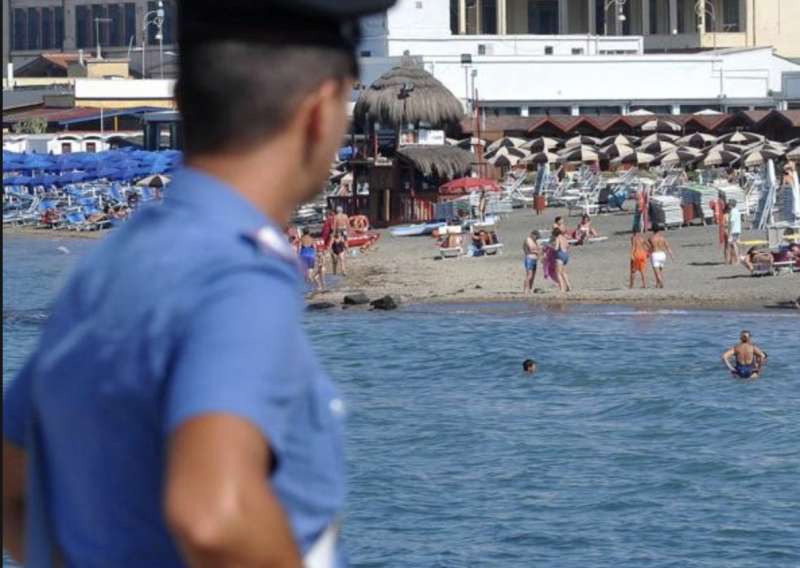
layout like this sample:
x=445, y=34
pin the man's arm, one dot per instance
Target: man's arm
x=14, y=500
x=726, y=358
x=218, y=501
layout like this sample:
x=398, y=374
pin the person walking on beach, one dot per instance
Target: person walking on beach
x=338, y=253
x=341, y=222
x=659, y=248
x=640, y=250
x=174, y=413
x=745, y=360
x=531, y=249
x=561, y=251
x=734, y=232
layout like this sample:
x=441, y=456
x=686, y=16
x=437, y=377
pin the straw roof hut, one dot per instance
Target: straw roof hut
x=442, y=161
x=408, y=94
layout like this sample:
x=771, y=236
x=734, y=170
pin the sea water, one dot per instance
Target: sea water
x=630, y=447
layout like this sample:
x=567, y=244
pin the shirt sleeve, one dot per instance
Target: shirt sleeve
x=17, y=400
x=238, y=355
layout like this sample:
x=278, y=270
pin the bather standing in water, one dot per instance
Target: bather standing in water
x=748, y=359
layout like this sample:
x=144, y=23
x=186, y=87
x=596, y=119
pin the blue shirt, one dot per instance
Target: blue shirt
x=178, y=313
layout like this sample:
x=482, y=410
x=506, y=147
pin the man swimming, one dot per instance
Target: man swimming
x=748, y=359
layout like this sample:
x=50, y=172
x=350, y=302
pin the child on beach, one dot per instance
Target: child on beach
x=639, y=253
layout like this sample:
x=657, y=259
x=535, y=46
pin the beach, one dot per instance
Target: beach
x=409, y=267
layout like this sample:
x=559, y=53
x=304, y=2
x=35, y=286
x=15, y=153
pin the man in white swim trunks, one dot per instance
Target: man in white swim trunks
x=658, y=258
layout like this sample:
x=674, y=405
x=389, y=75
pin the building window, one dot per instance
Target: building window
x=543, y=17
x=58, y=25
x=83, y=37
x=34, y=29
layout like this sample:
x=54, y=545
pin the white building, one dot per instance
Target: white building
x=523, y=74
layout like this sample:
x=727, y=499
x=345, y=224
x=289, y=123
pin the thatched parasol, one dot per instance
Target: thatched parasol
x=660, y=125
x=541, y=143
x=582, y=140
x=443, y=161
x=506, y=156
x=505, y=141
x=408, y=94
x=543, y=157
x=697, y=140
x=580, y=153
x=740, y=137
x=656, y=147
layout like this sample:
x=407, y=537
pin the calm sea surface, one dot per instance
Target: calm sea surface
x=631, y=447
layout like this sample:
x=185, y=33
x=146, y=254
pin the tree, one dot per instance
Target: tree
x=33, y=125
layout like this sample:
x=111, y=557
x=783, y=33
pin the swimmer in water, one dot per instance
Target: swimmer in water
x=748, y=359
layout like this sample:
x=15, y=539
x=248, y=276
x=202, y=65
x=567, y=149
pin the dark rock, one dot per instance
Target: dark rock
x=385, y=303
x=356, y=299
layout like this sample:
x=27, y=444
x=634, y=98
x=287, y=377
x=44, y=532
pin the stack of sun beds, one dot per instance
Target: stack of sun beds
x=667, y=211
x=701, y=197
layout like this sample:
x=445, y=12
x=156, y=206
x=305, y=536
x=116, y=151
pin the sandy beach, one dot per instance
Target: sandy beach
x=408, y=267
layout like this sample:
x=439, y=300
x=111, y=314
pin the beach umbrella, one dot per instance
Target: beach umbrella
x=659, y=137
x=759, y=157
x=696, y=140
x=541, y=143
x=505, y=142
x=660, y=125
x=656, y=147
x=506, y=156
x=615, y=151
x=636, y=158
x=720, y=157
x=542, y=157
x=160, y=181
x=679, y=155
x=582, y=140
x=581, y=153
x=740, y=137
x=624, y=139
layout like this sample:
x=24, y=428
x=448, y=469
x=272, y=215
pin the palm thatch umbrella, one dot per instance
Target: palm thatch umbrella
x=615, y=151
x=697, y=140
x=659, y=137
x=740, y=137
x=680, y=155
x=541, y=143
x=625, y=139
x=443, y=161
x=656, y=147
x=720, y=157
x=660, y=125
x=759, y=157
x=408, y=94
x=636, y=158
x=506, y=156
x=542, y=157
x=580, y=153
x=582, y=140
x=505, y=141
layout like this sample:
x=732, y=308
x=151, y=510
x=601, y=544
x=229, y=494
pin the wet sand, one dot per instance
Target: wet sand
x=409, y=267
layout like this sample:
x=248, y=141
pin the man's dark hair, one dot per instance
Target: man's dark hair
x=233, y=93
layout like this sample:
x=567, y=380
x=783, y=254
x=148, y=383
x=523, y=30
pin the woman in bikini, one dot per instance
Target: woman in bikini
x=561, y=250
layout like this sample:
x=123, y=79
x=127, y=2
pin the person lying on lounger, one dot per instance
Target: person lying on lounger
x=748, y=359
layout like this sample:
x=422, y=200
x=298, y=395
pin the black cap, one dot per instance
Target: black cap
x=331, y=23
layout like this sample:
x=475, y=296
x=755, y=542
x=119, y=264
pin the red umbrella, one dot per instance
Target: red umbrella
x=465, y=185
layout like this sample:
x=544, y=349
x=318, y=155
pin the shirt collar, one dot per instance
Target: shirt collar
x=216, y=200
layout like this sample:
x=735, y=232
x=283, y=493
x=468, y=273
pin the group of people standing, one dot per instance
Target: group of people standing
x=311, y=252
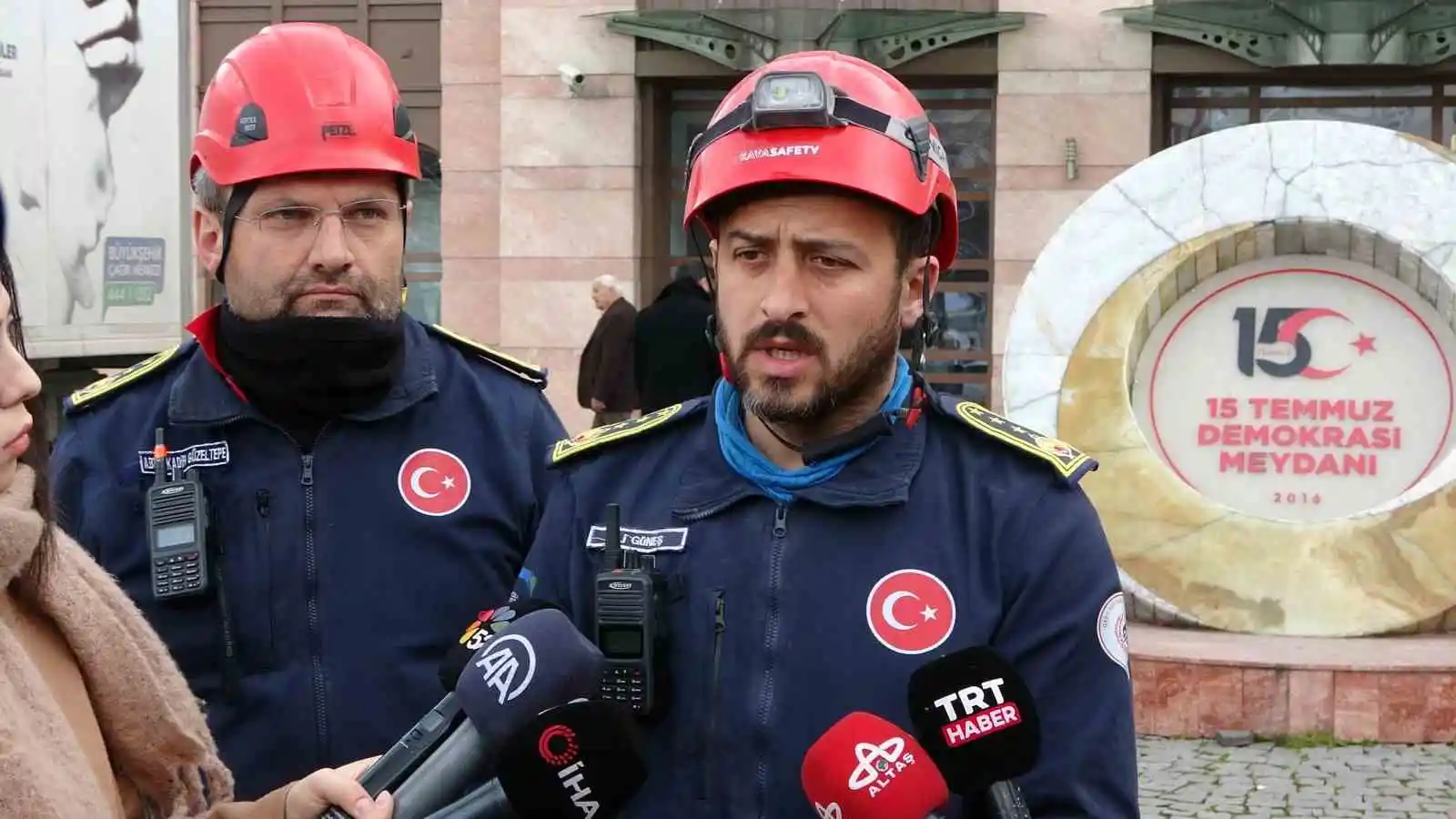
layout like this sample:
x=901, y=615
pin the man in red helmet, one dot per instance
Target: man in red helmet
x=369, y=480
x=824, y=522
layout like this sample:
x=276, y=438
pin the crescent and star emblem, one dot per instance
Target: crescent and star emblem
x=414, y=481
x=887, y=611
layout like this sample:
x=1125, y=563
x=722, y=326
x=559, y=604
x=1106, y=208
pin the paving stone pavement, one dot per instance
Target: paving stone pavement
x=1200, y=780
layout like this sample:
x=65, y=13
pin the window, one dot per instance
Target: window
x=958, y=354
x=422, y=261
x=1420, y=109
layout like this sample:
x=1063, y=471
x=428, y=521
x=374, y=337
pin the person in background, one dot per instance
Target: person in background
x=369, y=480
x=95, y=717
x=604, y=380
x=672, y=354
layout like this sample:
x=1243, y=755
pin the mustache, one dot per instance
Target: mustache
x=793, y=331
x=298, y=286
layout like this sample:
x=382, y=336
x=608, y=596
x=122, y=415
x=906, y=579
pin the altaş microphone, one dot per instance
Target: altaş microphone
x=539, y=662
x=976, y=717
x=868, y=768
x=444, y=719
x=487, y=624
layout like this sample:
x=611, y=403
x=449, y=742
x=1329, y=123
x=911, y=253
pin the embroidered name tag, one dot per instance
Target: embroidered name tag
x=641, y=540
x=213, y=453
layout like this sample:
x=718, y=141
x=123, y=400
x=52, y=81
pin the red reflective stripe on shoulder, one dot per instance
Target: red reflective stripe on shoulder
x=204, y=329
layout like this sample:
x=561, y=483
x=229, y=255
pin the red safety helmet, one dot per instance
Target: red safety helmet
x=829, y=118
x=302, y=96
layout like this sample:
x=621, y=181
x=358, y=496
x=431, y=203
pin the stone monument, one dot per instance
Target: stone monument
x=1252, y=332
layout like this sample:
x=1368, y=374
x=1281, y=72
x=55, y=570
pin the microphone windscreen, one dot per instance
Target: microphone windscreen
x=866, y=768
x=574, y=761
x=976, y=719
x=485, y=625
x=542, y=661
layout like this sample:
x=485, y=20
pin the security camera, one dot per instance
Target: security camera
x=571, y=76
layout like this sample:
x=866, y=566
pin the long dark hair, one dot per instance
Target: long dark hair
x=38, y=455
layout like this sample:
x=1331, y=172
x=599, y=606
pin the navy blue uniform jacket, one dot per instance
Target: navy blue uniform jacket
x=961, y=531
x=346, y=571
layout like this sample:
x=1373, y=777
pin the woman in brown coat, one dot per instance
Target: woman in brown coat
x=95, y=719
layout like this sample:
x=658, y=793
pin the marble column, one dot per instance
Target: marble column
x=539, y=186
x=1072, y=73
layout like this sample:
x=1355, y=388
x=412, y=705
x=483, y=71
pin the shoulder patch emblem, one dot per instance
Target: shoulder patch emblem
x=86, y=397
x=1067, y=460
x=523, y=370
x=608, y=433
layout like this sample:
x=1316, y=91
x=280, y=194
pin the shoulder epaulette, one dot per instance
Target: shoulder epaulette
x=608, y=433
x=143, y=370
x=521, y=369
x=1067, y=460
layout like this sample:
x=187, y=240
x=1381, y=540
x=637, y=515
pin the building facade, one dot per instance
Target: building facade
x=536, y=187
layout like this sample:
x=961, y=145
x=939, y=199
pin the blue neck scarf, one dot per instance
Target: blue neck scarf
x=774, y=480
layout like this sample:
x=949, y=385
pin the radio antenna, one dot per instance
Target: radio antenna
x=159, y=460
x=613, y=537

○ ○ ○ ○

Work instructions
Of the lines above, extract only those from the line with "x=559, y=604" to the line with "x=374, y=337", both included, exactly as written.

Result below
x=559, y=604
x=1106, y=208
pin the paving stone pavement, one dot per instance
Target: paving stone pavement
x=1200, y=780
layout like this sample:
x=65, y=13
pin the window, one dot per instance
Target: window
x=958, y=354
x=422, y=261
x=1420, y=109
layout like this sample:
x=1063, y=471
x=428, y=521
x=374, y=337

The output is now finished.